▶ **Brief**
Rewrite the lines below, replacing "Practice step" with "Labeling task" everywhere and leaving everything else unchanged. Leave the pictures out of your answer.

▶ **Listed entries**
..........

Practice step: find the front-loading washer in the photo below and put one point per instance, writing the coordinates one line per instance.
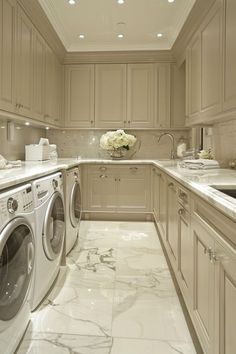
(49, 231)
(72, 206)
(17, 249)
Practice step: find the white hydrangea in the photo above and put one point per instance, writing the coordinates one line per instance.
(116, 139)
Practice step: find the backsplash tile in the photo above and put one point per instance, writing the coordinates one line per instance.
(85, 143)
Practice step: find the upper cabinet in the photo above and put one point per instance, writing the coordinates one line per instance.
(7, 54)
(110, 95)
(229, 59)
(210, 66)
(79, 96)
(118, 96)
(140, 96)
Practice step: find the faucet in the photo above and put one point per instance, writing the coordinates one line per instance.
(172, 153)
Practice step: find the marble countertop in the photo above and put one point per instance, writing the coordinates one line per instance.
(198, 181)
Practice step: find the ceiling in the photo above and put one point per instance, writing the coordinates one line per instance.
(102, 20)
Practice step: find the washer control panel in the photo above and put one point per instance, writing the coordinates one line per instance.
(16, 201)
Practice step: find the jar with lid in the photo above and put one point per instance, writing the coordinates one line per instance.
(181, 147)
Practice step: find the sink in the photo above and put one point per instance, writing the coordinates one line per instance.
(228, 190)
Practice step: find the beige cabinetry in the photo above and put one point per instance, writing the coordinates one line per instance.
(39, 47)
(156, 193)
(229, 59)
(117, 188)
(140, 95)
(214, 278)
(172, 241)
(162, 95)
(7, 54)
(79, 96)
(24, 64)
(110, 95)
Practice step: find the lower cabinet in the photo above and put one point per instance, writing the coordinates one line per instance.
(172, 237)
(117, 188)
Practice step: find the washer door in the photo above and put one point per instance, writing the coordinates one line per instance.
(16, 264)
(75, 204)
(54, 227)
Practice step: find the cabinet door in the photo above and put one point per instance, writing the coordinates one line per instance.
(162, 206)
(162, 96)
(7, 54)
(185, 271)
(110, 95)
(39, 76)
(79, 96)
(225, 290)
(155, 192)
(140, 95)
(229, 67)
(172, 224)
(194, 76)
(24, 64)
(133, 189)
(203, 288)
(211, 60)
(101, 189)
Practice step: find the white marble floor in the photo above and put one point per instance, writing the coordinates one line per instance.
(115, 296)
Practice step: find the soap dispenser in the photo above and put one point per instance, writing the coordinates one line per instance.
(181, 147)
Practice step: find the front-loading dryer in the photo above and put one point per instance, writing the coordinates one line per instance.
(73, 206)
(50, 231)
(17, 248)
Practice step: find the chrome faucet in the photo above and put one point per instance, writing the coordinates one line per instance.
(172, 153)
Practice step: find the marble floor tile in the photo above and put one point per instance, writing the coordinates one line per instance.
(58, 343)
(115, 296)
(75, 310)
(137, 346)
(145, 315)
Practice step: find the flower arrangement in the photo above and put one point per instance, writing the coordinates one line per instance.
(117, 142)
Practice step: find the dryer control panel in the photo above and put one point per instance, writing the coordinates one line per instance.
(46, 186)
(16, 201)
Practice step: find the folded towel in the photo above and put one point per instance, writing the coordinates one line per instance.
(203, 164)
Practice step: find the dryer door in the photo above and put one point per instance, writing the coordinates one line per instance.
(75, 204)
(16, 264)
(54, 227)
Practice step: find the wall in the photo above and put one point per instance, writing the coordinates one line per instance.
(14, 150)
(85, 143)
(223, 141)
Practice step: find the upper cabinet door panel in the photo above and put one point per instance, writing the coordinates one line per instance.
(39, 76)
(140, 95)
(24, 64)
(79, 96)
(7, 54)
(229, 68)
(162, 96)
(194, 75)
(211, 59)
(110, 95)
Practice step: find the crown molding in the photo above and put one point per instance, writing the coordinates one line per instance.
(118, 57)
(193, 22)
(38, 17)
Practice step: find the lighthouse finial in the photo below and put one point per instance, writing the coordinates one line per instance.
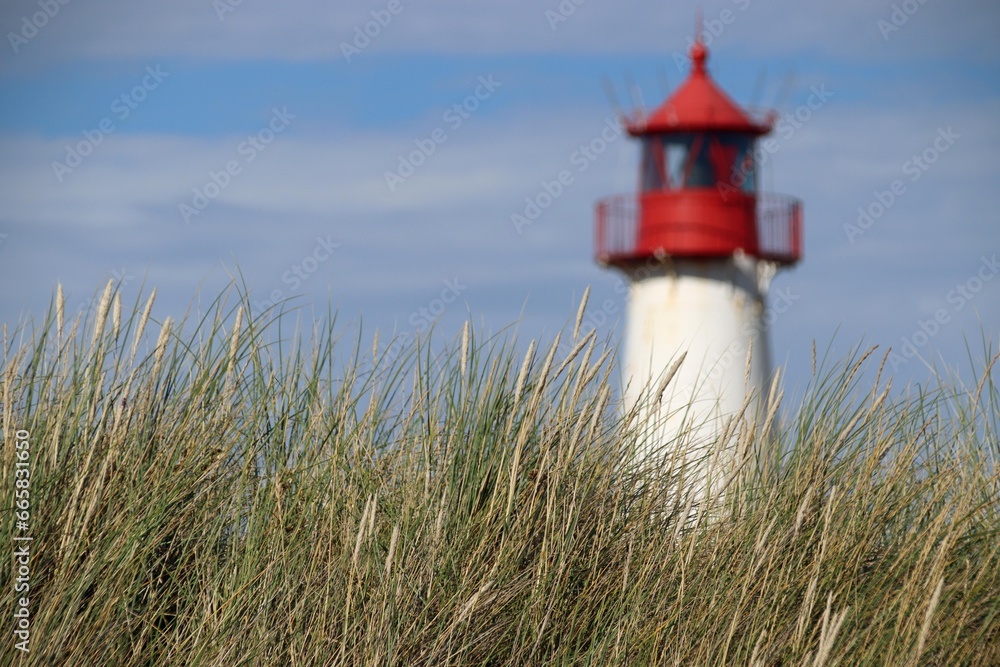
(698, 52)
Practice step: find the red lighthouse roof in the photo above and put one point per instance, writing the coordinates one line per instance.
(698, 104)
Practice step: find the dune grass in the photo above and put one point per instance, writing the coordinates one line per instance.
(210, 497)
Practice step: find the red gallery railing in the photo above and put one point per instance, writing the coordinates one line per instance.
(778, 221)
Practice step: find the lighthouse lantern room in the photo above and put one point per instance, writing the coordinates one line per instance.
(699, 245)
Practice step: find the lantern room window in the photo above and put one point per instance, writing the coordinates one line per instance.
(699, 160)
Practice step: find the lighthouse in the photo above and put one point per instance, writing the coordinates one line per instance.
(698, 244)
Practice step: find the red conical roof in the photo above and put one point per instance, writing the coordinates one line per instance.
(698, 104)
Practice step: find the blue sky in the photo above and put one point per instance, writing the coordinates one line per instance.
(261, 108)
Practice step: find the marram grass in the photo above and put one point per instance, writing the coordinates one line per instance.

..........

▶ **Problem solution**
Labeling task: find the front-loading washer in the photo below and put one point per instance, writing the coordinates one line per instance.
(49, 231)
(72, 206)
(17, 249)
Labeling task: find the white hydrangea in the photo above and put one point per instance, writing the coordinates one line per instance.
(116, 139)
Labeling task: find the backsplash tile in the photo above and put one point per instance, writing the coordinates one line per instance.
(85, 143)
Labeling task: find the upper cabinet in the photo above and put one point per instance, writing the coordinates one line per instance.
(7, 54)
(110, 95)
(229, 59)
(210, 66)
(79, 96)
(118, 96)
(140, 96)
Labeling task: find the faucet in the photo above and put one point per instance, writing the coordinates one line per instance.
(172, 153)
Labeling task: find the marble countertop in the photo above and put one point per instance, writing the coordinates one line per instance.
(198, 181)
Labeling task: find the ceiling in the photo above and put one point per instance, writing the coordinates one line per instance.
(102, 20)
Labeling task: find the washer control panel in the photo above and put one point per instance, writing the coordinates one line per instance.
(16, 201)
Labeling task: find the jar with lid in the photo above and put one point per instance, writing the coordinates one line per instance.
(181, 147)
Labeling task: find the sink in the photo above and put one point per instance, writing the coordinates one line per instance.
(228, 190)
Labeling task: find the beige cabinetry in the photo above and put one point per instance, writing the coordinates one line per instance.
(39, 47)
(156, 193)
(229, 59)
(117, 188)
(140, 95)
(214, 278)
(172, 241)
(162, 95)
(7, 54)
(79, 96)
(24, 64)
(110, 95)
Labeling task: find the lower cabinet in the photo above and put one point per instance, writing the coordinates one line per instance.
(172, 237)
(117, 188)
Labeling task: find the washer door in the photo above and put one point per instance, writing the coordinates one line per instance.
(16, 264)
(75, 204)
(54, 227)
Labeling task: find the cabinet door in the photo above and put one point per instance, writing the coordinates one line per instance.
(162, 206)
(162, 96)
(7, 54)
(185, 271)
(110, 95)
(39, 76)
(79, 96)
(225, 290)
(155, 192)
(140, 95)
(229, 67)
(172, 224)
(194, 76)
(24, 64)
(133, 189)
(203, 288)
(211, 60)
(101, 189)
Labeling task: find the white marble floor in the photo above and put one point per instance, writing the coordinates one line per instance.
(115, 296)
Labeling task: find the soap dispenser in the photo above and put one point per instance, writing the coordinates one line per instance.
(181, 147)
Labeling task: find the front-loading dryer in the photo above and put one point per instance, writing the coordinates one line per instance.
(73, 206)
(50, 231)
(17, 248)
Labeling task: find the chrome faucet in the photo above and put one point per instance, writing the coordinates one line per instance.
(172, 153)
Labeling task: find the marble floor tile in the photo above and put one point per instance, writing the coordinates one line per instance.
(58, 343)
(115, 296)
(75, 310)
(137, 346)
(145, 315)
Labeling task: find the flower arrangement in the photo above and put one point per instance, writing the coordinates one line per instance.
(117, 142)
Labeling task: find the dryer control panel in the photo above and put one point per instance, writing the coordinates one line per instance.
(46, 186)
(16, 201)
Labeling task: find the folded towel in the photo above and put one point per instance, writing the coordinates one line per instance.
(203, 164)
Labeling task: find the dryer door in the photo above and put one point per instance, writing the coordinates one line per instance.
(75, 204)
(16, 264)
(54, 227)
Labeling task: find the wall in the photo above and put one point per instance, writing the coordinates one line per instance.
(14, 150)
(85, 143)
(223, 141)
Labeling task: find the upper cabinet door panel in the photo above and put one point per instance, writing the coordinates one line per instance.
(39, 76)
(140, 95)
(24, 64)
(79, 96)
(7, 54)
(229, 68)
(162, 96)
(194, 75)
(211, 59)
(110, 95)
Labeling task: find the crown molding in the photo above and put one point per instance, writing the coordinates one line per instance.
(118, 57)
(193, 22)
(38, 17)
Labeling task: find the lighthouse finial in the photo below and put one point per instance, writing the coordinates one line per instance.
(698, 52)
Labeling task: find the red lighthouse roof in the photo above and put one point per instance, writing the coordinates one line per instance.
(698, 104)
Labeling task: find the dune grass in the photo above and put one point per instance, writing the coordinates one line per instance.
(210, 497)
Labeling task: find the red gallery railing in the photo above and put one point per instance, writing the coordinates one line per instance.
(778, 221)
Labeling task: find the lighthouse lantern room in the photo above and put one point per instance, writing the coordinates one line per instance.
(699, 245)
Labeling task: find the lantern room window in the photo above and put one point per instance, writing the coordinates one line per instance.
(699, 160)
Labeling task: find the lighthouse in the photo above and put one point per instance, writing the coordinates one line per instance.
(698, 244)
Labeling task: find the red conical roof in the photo above and put one point per instance, writing the coordinates one line per instance.
(698, 104)
Labeling task: find the blue sky in the photo above and put one point per instance, writing the coordinates one line per instance.
(261, 108)
Labeling task: find the marram grass in the photo above and put one point per instance, writing the coordinates one line per instance.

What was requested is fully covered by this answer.